» **Task details**:
Copy out the part of the items below that opens with the line containing "For each instance of the stack" and closes with the final line of the items, keeping every line identical to the original.

» **Entries**:
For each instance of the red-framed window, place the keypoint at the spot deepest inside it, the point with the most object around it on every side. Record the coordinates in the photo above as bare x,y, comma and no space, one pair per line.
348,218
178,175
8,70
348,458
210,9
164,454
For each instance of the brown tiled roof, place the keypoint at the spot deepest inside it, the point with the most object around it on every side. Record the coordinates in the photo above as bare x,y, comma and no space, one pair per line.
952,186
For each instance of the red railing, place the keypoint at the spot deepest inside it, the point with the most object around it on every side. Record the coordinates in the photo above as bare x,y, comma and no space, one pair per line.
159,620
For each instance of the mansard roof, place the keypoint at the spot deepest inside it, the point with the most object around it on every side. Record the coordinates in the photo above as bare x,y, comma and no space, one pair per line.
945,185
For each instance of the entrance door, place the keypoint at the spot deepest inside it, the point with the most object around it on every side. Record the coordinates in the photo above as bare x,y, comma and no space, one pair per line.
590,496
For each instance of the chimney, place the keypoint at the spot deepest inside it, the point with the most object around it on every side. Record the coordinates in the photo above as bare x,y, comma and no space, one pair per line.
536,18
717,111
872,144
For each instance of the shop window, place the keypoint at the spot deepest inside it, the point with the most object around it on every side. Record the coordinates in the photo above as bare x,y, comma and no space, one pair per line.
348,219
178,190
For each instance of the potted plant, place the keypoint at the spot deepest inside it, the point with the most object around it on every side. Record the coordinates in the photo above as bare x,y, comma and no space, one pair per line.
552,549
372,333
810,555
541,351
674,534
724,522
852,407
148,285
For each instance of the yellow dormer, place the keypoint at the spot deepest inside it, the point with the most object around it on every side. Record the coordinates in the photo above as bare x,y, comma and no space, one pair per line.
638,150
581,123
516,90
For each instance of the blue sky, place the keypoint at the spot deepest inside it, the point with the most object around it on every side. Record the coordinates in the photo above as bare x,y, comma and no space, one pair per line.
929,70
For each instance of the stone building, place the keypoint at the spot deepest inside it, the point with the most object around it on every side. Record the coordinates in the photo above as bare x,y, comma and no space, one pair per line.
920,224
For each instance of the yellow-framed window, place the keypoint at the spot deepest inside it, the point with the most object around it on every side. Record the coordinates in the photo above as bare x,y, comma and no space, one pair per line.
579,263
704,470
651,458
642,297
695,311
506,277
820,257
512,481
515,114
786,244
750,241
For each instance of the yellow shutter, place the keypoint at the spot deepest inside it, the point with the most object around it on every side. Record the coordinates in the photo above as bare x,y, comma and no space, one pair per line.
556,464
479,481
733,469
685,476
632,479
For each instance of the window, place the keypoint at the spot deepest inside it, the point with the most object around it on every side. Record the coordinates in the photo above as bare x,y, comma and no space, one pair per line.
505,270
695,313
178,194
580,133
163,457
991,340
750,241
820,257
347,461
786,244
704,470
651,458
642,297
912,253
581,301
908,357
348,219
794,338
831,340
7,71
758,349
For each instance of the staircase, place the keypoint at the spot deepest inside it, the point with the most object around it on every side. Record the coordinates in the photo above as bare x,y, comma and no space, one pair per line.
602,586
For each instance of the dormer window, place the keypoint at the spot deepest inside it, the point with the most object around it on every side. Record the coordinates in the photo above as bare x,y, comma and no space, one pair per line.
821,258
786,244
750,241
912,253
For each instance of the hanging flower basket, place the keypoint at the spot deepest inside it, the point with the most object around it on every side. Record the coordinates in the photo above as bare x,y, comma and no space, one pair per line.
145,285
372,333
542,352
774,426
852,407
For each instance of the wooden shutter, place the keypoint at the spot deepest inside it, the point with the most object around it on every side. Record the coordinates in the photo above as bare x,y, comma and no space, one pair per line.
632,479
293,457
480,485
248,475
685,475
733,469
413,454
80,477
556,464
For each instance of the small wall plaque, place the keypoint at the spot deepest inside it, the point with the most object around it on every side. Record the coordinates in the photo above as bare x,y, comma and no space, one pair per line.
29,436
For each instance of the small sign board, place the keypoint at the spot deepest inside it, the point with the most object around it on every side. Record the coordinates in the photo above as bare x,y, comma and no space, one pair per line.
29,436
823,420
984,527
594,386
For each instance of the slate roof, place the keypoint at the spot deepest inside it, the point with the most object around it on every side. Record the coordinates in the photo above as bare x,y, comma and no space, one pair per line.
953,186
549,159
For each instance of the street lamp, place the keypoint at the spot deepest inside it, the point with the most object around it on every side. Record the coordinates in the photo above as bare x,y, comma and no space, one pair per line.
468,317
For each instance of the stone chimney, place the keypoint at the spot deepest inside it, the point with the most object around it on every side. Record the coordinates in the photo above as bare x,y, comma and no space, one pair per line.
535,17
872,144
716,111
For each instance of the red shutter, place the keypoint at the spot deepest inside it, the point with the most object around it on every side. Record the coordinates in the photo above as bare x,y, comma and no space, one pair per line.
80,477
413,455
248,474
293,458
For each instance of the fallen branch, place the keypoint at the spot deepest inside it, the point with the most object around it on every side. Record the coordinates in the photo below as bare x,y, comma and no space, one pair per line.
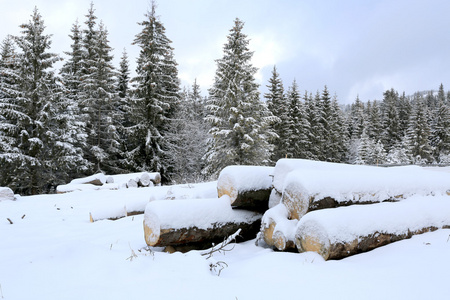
221,247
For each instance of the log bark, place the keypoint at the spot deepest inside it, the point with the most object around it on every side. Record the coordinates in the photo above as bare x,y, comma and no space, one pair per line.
272,217
299,201
284,235
6,194
339,233
205,221
248,187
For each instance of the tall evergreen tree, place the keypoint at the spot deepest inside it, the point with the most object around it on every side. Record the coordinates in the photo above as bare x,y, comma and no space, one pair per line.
98,97
441,131
418,133
374,125
298,142
240,121
39,146
391,119
189,133
279,107
156,97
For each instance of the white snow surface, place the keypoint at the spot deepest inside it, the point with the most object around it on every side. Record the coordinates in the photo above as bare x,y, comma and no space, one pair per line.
200,213
364,183
6,194
99,176
248,178
52,251
345,224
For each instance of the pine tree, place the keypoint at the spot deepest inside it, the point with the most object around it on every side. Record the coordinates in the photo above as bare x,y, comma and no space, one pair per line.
240,121
9,110
189,133
338,138
278,106
358,119
314,114
441,131
298,124
71,73
391,119
155,98
374,126
37,128
418,133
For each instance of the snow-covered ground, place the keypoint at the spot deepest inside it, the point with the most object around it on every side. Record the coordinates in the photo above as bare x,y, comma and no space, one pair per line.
52,251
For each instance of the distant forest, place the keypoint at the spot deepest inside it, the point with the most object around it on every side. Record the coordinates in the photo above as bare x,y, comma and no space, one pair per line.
91,116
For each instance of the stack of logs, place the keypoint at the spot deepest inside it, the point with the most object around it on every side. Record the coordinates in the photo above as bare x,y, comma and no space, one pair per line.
187,224
300,217
306,206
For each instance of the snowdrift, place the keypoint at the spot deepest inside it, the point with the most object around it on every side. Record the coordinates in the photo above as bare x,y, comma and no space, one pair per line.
306,188
101,181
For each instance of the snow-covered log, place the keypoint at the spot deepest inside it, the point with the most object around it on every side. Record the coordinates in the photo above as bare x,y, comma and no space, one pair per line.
248,187
6,194
182,222
341,232
132,183
96,179
71,187
284,235
313,189
274,220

» **Result for this task**:
For each instance of the stack of logs, place the keypoint at the spot deepest inside it, the point with the most object around it on every side. Record the coordinates in the photo above as bare x,y, comma and no space, one pair per line.
187,224
300,217
306,206
For each instance of the snowdrift, place the keypoint at the spot deepest inside it, the point with the most object around it on every side. Record the coordinates in the photo above as bare x,y, comma and no space, one pair per line.
306,188
101,181
For each instance of the snow-covered log, place the keypoint at the spot deepest inside it, the point with the most object around it on every side. Record the coordinates in the photo above as bare x,y, comma and no space, one pair per line.
248,187
6,194
182,222
341,232
132,183
96,179
71,187
284,235
313,189
274,220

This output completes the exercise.